Write out each line of the listing as it stands, without the images.

Location identification entries:
^^^^^^^^^^^^^^^^
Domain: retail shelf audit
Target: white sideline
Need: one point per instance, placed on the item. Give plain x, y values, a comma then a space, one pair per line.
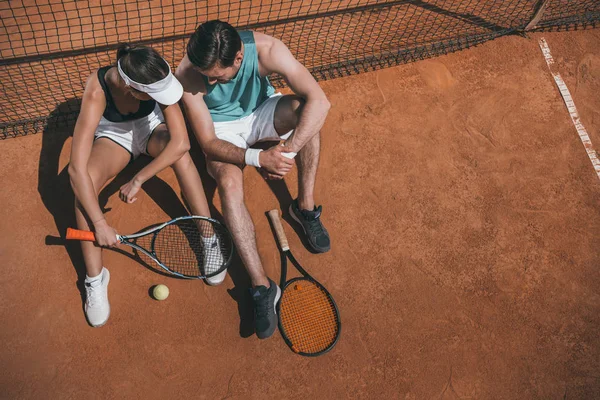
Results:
564, 91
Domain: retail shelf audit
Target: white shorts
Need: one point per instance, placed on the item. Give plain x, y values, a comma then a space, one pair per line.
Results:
256, 127
131, 135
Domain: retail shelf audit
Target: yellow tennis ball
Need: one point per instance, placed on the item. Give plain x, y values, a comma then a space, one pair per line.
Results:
160, 292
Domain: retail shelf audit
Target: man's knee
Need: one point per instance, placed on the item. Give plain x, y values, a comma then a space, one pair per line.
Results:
183, 163
288, 111
229, 181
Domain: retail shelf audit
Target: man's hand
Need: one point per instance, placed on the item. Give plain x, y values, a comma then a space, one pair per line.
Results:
106, 236
274, 163
129, 190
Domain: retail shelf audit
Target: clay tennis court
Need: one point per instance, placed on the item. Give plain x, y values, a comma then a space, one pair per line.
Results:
465, 221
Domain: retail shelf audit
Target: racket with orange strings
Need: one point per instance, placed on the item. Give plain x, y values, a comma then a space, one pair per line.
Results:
309, 319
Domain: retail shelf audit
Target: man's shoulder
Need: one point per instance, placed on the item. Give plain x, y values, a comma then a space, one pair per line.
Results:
263, 42
189, 78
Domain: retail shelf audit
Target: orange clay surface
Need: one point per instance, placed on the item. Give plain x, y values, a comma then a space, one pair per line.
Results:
465, 220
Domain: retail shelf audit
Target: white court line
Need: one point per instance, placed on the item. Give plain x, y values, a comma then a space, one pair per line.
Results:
564, 91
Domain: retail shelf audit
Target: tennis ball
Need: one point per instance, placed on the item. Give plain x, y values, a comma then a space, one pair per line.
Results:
160, 292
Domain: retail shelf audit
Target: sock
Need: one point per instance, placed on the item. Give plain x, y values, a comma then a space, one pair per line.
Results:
97, 278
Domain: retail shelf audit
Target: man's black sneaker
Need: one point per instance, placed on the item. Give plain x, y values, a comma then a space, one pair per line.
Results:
265, 314
316, 234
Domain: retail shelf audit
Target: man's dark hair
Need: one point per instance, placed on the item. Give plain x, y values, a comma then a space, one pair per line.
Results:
142, 64
214, 43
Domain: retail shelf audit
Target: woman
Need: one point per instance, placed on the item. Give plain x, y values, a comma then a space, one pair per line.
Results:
127, 109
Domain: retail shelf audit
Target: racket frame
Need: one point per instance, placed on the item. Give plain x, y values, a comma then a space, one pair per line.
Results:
285, 254
127, 240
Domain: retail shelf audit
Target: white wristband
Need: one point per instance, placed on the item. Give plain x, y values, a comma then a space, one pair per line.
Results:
251, 157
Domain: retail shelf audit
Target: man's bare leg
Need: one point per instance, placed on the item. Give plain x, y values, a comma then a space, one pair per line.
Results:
230, 181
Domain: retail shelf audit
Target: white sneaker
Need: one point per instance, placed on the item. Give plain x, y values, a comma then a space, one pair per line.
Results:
97, 308
213, 260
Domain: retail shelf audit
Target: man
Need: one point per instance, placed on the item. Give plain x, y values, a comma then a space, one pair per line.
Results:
231, 105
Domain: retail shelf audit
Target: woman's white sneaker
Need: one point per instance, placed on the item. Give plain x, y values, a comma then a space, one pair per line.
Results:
97, 308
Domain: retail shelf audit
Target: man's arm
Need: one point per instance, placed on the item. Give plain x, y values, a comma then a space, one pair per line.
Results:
275, 57
200, 120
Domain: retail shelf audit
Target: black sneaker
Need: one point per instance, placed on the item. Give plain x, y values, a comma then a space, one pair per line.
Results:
317, 235
265, 314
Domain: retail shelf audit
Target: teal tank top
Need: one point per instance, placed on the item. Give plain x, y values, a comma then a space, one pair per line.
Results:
244, 93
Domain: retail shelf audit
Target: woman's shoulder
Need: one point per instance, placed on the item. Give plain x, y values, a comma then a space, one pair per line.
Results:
93, 88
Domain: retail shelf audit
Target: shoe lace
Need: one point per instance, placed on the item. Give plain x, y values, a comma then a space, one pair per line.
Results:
^^^^^^^^^^^^^^^^
__Output of the task__:
Domain: retail shelf audit
Target: white sideline
Need: one point per instance, placed on the item. Give plain x, y values, a comma then a space, one pair per line.
Results:
564, 91
Domain: retail shelf audit
Target: white shorts
Need: one point per instance, placed on the item. Give plain x, y values, a comma then a space, one pair per line.
Results:
256, 127
131, 135
Domain: retail shelf audit
Target: yellow tennis ball
Need: one point per instance, placed on the item. Give plain x, y values, a comma then a space, one pair per line.
Results:
160, 292
Domain: retail shelf audit
Target: man's knee
Need: one point per instance, placed on the item. Give plain x, y values, a comma then a space, one pair per line.
Results:
183, 163
288, 111
229, 181
Domain: retail shelf audit
Target: man's hand
Need: one point per instance, placed on the item. Give plain x, y values, a comma then a space, one pair per line.
Results:
106, 236
274, 163
129, 190
Domain: retail shelf audit
Target: clay tennis court
Need: one point per instance, placed on the item. Give plain x, y values, a comma then a space, one pair per line.
Results:
465, 221
Domain: retail shelf audit
Target: racket with orange strings
Need: one point per instance, placed on the item. Give plain x, y values, a comma then a space, one pair per line.
Results:
309, 319
Domain: retail shelf audit
Target: man's shoulder
Need: one point per instance, placed on the item. Give plain x, y values, a comma then a space, one pair per line.
Results:
263, 42
189, 78
Domain: retail shelf audit
Target: orange clay surface
Need: one point per instance, placed on the item. Give plain x, y values, a comma then a space, one pair per line.
Results:
465, 220
Domain: retail shelf audit
Target: white court line
Need: one point per instance, placed on the item. Give plain x, y values, a comma then a space, one pair per line.
Results:
564, 91
Domain: retail shelf audit
Target: tennis ball
Need: one point per instance, placed on the item. Give plain x, y values, a comma then a space, one pair per line.
Results:
160, 292
Domain: retail shelf audit
Target: sock
Need: one point per instance, placed on the item. Give plain x, y values, a comma then a space, one pair per line.
Results:
97, 278
Domain: retail shelf audit
Target: man's black sneaker
Need: one point per instance, placed on the item. Give plain x, y values, a comma then a space, one pair per line.
Results:
265, 314
316, 234
Domain: retail shelf audit
Target: man's dark hair
Need: one point per instance, placed on the item. Give plain x, y values, a comma then a space, one pair per line.
Results:
142, 64
214, 43
Domain: retail shelf audit
Target: woman
Need: one point per instance, placed on the item. Give plain x, y values, a comma then a space, one pair per line.
Results:
127, 109
Domain: retail shelf audit
Target: racket frame
Need: one point per instance, placed on the item. Give plain x, y values, a comma then a space, one pair per line.
Results:
285, 254
127, 240
Domain: retail shelf audit
Target: white wristband
Need: one point per instance, placed on the item. Give plain x, y values, a comma then a space, one pair per line.
Results:
251, 157
Domain: retail shelf audit
Target: man's bare leg
Need: one point per instance, placed on the item. Give plain x, y values, a comma then a space, one pair per line.
Results:
230, 181
Domain: retail shelf audit
Target: white sneaker
Need: one point per instance, placed on the item. Give plain x, y values, a comma then a space, one pair per line.
Results:
97, 308
213, 260
Domain: retail shelf audit
Target: man
Need: one point per instance, placed on the item. Give plain x, y values, a comma then a space, one pair per line.
Results:
231, 105
Domain: retail shelf audit
Target: woman's white sneaker
Need: one point per instance, placed on the item. Give plain x, y values, a comma then a space, one pair per line.
Results:
97, 308
Domain: retail shelf audit
Target: man's arm
Need: one point per instance, placed on the item. Give plain x, y values, a comma then a space, one pair per line.
Results:
275, 57
200, 120
Domain: retail shelf audit
Target: black sneaker
Need: one point per instance, placed on the item. Give plain x, y values, a comma then a space, one pair per line.
Results:
317, 235
265, 314
Domain: retail shelf audit
Target: teal tank top
Need: one point per instance, placed on the item. Give plain x, y values, a comma then a space, one pair per line.
Results:
244, 93
Domain: retail shelf audit
Target: woman's shoulder
Need: one point per instance, placed on the item. Give plain x, y values, a comma then a space, one pair per line.
Results:
93, 88
Domain: retail shelf audit
Target: shoe lace
Need: one point per instance, placed on the item. Give plain x, y values, a comma then a space, one pair per line.
Results:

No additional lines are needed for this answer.